> Requirement: Return the following article about NASA's Lucy spacecraft word for word, with no changes.

> Document passage:

----

One of the more important missions to study the early Solar System is now underway. NASA has launched Lucy, a robotic spacecraft that will be the agency’s first to explore the Trojan asteroids trapped near Jupiter’s Lagrange points. They’re considered “fossils” of planetary formation that will help understand the Solar System’s evolution, much as Lucy the australopithecus helped humans understand their ancestors.
The spacecraft detached from a ULA Atlas V rocket about an hour after liftoff, successfully deploying its two 24-foot solar arrays. The vehicle is currently charging its batteries as it begins the first leg of its journey, an orbit around the Sun as it prepares for its first gravity assist around Earth in October 2022.
To call this a long mission would be an understatement. Lucy will return to Earth for another gravity assist in 2024, and won’t see any asteroids until it swings by the Donaldjohanson asteroid (near the main asteroid belt) in 2025. The probe first visits its first swarm of Trojan asteroids, ahead of Jupiter, in 2027. It will then make four flybys before visiting Earth for a third gravity assist in 2031. It will finally visit the second swarm of asteroids in 2033.
You won’t have to be quite so patient for every asteroid mission, at least. NASA will launch another explorer, Psyche, in 2022. The vehicle will arrive at the metallic asteroid (16) Psyche in 2026 and spend 21 months determining whether it represents the exposed core of an early planet or ‘just’ unmelted material. Lucy is the more ambitious of the two projects, though, and it may pay extra dividends if it sheds light on how the Solar System came to be.

----

> Dataset section:
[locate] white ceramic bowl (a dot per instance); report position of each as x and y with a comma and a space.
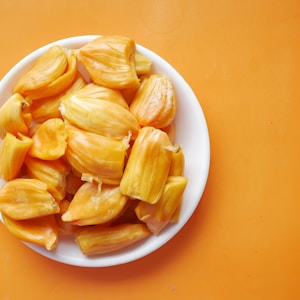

----

> Solved problem:
One of the more important missions to study the early Solar System is now underway. NASA has launched Lucy, a robotic spacecraft that will be the agency’s first to explore the Trojan asteroids trapped near Jupiter’s Lagrange points. They’re considered “fossils” of planetary formation that will help understand the Solar System’s evolution, much as Lucy the australopithecus helped humans understand their ancestors.
The spacecraft detached from a ULA Atlas V rocket about an hour after liftoff, successfully deploying its two 24-foot solar arrays. The vehicle is currently charging its batteries as it begins the first leg of its journey, an orbit around the Sun as it prepares for its first gravity assist around Earth in October 2022.
To call this a long mission would be an understatement. Lucy will return to Earth for another gravity assist in 2024, and won’t see any asteroids until it swings by the Donaldjohanson asteroid (near the main asteroid belt) in 2025. The probe first visits its first swarm of Trojan asteroids, ahead of Jupiter, in 2027. It will then make four flybys before visiting Earth for a third gravity assist in 2031. It will finally visit the second swarm of asteroids in 2033.
You won’t have to be quite so patient for every asteroid mission, at least. NASA will launch another explorer, Psyche, in 2022. The vehicle will arrive at the metallic asteroid (16) Psyche in 2026 and spend 21 months determining whether it represents the exposed core of an early planet or ‘just’ unmelted material. Lucy is the more ambitious of the two projects, though, and it may pay extra dividends if it sheds light on how the Solar System came to be.